Put the part of the listing below that opens with the line containing "Reviewer check: make sure each instance of the blue shop front" and closes with the line containing "(1146, 725)" into a numbered list, one line per item, leaving out any blank lines.

--- Exercise input ---

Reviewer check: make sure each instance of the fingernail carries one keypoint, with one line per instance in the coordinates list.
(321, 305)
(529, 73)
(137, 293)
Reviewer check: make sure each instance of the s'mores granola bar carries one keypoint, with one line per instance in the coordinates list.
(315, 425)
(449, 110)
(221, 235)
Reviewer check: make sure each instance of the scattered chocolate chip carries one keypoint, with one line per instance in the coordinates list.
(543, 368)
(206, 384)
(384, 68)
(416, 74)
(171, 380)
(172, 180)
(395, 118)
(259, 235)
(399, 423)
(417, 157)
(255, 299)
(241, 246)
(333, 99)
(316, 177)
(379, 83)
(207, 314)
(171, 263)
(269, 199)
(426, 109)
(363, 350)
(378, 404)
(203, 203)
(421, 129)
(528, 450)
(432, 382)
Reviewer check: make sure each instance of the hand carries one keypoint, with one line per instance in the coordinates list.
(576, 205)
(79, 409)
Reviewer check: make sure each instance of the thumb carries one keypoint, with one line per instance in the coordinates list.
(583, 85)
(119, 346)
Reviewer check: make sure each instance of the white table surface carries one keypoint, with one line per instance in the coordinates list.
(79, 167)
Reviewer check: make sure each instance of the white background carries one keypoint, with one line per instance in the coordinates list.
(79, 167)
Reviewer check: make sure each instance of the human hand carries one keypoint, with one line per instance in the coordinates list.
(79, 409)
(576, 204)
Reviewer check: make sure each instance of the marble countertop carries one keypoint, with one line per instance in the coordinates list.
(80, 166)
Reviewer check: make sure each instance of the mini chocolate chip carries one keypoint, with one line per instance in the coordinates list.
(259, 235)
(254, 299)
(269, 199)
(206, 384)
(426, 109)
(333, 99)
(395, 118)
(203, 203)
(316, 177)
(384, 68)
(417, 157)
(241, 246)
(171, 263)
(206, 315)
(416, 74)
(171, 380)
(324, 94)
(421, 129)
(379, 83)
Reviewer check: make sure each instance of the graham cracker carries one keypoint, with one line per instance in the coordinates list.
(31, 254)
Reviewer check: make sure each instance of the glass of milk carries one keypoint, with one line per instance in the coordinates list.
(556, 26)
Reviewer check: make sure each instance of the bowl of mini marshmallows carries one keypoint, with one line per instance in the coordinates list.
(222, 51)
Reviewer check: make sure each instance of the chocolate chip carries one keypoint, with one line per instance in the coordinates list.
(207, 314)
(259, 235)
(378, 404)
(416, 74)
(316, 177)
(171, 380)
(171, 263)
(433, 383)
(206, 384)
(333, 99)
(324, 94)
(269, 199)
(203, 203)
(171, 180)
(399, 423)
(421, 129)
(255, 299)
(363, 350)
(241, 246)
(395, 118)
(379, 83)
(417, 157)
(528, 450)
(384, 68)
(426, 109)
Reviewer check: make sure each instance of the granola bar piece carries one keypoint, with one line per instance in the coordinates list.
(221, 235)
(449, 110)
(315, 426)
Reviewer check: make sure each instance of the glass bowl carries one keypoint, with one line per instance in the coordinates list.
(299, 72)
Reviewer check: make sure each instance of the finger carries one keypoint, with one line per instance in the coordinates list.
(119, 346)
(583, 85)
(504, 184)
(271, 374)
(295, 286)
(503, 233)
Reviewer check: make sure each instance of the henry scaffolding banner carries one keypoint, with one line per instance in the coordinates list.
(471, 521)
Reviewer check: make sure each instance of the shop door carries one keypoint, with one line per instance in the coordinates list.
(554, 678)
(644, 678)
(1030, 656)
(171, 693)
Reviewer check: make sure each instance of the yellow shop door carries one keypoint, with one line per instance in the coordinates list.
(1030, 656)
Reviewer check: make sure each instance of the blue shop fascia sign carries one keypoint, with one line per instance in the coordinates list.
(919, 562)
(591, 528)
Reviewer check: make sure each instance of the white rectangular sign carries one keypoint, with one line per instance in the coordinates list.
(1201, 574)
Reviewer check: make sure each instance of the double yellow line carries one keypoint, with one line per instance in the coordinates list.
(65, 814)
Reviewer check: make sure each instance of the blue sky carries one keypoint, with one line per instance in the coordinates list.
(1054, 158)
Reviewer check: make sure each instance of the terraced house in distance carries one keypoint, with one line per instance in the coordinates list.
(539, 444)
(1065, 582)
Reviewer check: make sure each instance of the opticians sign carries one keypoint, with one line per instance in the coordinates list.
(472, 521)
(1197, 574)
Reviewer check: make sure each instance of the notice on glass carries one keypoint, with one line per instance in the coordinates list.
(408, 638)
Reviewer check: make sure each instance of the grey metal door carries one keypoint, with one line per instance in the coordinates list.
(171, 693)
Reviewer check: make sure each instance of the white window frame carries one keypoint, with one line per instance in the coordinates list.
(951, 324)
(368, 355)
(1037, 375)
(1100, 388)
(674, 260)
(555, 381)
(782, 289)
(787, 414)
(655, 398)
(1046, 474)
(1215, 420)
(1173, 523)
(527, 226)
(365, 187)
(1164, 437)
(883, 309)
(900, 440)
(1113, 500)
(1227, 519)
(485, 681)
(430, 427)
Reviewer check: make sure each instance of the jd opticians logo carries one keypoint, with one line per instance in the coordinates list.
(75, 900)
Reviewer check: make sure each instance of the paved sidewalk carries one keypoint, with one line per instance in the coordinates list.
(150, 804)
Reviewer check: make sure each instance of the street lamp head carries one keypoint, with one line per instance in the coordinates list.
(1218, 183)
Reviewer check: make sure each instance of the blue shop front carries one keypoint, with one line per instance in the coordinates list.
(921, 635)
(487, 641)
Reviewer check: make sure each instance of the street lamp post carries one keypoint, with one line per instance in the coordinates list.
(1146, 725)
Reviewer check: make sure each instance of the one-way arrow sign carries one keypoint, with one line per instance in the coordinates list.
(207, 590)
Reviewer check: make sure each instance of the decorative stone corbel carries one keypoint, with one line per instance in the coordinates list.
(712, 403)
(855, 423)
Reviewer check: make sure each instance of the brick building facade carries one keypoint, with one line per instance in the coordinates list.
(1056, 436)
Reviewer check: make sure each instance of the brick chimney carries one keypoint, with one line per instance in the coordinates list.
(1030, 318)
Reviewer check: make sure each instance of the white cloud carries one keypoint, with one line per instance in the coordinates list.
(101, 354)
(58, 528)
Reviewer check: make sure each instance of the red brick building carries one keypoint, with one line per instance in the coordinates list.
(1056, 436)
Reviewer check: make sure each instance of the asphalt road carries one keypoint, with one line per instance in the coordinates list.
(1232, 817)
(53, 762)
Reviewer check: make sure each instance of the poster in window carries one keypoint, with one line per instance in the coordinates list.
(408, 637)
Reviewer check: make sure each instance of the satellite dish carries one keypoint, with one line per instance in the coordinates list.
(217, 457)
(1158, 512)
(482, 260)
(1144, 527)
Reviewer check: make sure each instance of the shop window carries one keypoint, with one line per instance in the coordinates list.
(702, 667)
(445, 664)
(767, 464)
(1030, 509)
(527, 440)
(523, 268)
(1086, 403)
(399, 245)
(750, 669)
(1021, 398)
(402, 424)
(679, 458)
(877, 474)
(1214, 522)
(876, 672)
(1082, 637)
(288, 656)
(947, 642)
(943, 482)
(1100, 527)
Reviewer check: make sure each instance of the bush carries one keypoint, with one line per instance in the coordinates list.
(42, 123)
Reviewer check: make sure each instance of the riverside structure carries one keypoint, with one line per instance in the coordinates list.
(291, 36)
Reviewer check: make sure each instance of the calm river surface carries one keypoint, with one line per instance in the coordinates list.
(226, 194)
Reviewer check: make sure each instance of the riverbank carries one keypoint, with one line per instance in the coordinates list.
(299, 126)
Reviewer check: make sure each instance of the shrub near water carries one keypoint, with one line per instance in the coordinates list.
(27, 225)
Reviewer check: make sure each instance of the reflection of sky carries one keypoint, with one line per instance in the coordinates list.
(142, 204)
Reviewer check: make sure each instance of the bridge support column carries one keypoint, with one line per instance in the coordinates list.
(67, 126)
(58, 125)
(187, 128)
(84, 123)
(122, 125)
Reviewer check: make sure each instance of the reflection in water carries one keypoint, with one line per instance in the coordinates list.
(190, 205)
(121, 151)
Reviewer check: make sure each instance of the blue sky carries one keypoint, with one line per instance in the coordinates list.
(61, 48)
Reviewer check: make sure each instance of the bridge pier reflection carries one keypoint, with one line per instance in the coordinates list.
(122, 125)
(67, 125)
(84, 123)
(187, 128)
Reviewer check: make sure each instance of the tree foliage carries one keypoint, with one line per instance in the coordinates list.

---

Answer to the exercise:
1. Reviewer check: make sure each instance of the blue shop front carries one keypoint, with one line per instance in the coordinates list.
2. (921, 635)
3. (487, 641)
4. Reviewer check: make sure each instance of the street lamp post carries one keypoint, with one line per instance in the coordinates list.
5. (1146, 725)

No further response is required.